[[ Selected extract open ]]

Shape, Object, and Scene Perception.

We have proposed a theory of real-time human object recognition that posits that objects and scenes are represented as an arrangement of simple, viewpoint-invariant volumetric primitives, such as bricks, cylinders, wedges, and cones, termed geons. Geon theory has been implemented as a neural network (Hummel & Biederman, 1992) and has undergone extensive assessment in psychophysical experiments (see Biederman, 1995, for an overview). Current projects in the lab are investigating the effects of contrast polarity on the detection of non-accidental properties and the role of spatial relations in scene perception.

Face Recognition.

This project explores the extent to which the similarity of faces, when they can't be distinguished by easy features, can be modeled in terms of the pattern of activation over a lattice of spatial filters (Biederman & Kalocsai, 1997). Whereas viewpoint invariant properties and an explicit arrangement of distinctive parts appears to suffice for object recognition, a similarity space that preserves the metrics implicit in the original spatial filter activations may suffice for face recognition. Current projects in the lab are exploring the information used in making different judgments about faces, what surface properties of faces make them different from objects, and how psychophysical effects such as the 'other race effect' arise from a consideration of these properties.

[[ Selected extract closed ]]
[[ Source material open ]]

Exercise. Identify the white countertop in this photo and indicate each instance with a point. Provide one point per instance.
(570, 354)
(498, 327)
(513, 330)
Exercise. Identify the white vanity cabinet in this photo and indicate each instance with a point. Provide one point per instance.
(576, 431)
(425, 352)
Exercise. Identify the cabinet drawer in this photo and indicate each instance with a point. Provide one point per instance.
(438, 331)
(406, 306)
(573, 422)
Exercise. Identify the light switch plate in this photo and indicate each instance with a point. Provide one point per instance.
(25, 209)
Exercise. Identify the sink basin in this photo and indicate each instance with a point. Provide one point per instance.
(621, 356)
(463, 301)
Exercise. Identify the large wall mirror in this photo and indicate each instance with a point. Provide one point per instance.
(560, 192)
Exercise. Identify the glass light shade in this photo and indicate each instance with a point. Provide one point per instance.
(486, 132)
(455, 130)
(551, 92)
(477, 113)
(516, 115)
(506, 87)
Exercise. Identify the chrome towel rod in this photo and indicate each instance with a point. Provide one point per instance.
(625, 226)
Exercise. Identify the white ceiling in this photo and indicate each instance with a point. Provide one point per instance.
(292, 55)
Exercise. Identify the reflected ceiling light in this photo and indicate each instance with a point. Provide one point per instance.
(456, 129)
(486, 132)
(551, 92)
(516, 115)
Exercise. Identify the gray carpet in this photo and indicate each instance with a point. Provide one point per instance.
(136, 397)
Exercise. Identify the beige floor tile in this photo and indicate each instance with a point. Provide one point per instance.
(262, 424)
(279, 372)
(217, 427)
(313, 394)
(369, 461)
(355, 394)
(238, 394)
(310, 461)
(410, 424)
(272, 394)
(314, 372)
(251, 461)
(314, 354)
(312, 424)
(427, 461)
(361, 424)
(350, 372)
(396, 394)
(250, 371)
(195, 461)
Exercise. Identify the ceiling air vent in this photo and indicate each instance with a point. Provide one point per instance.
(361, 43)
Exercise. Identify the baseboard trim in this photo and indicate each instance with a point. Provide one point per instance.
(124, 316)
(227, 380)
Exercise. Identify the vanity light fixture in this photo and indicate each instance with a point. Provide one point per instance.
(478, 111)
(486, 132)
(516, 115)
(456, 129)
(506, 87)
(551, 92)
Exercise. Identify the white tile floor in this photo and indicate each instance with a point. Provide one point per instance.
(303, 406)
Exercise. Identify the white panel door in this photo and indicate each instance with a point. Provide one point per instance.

[[ Source material closed ]]

Questions on the material:
a) In the research summary on object and face recognition, what term is used for the simple volumetric primitives, such as bricks, cylinders, wedges, and cones, that represent objects and scenes?
b) Translate this sentence from the research summary on object and face recognition into Spanish: "Geon theory has been implemented as a neural network (Hummel & Biederman, 1992) and has undergone extensive assessment in psychophysical experiments (see Biederman, 1995, for an overview)."
c) Carry on the research summary on object and face recognition from its final sentence.

Answers given:
a) Geons.

b) La teoría de los geones se ha implementado como una red neuronal (Hummel & Biederman, 1992) y ha sido objeto de una amplia evaluación en experimentos psicofísicos (véase Biederman, 1995, para una visión general).

c)
The Neuroscience of Object Recognition

We have two collaborative research projects in which we are investigating the tuning of neurons in IT of the macaque to variations in object shape. In collaboration with Dr. Rufin Vogels of the Katholieke Universiteit of Leuven, Belgium, we have been found that there is stronger tuning to variations to differences in geons than metric properties (such as aspect ratio) (Vogels, Biederman, Bar, & Lorincz, 2001). In collaboration with Prof. Benedek Gysrgy and Dr. Gyula Kovács of the Department of Physiology at the Albert Szent-Gysrgyi University in Szeged, Hungary, we have been studying the response of IT neurons to differences in the surface appearance of objects as well as the differential response of these cells to contour-deleted line drawings. What brain areas are active during object recognition? We are investigating this question through fMRI and patient studies (Biederman, Gerhardstein, Cooper, & Nelson, 1997). We are currently conducting an extensive investigation of a very high functioning prosopagnosic individual.

A Theory of Perceptual and Cognitive Pleasure.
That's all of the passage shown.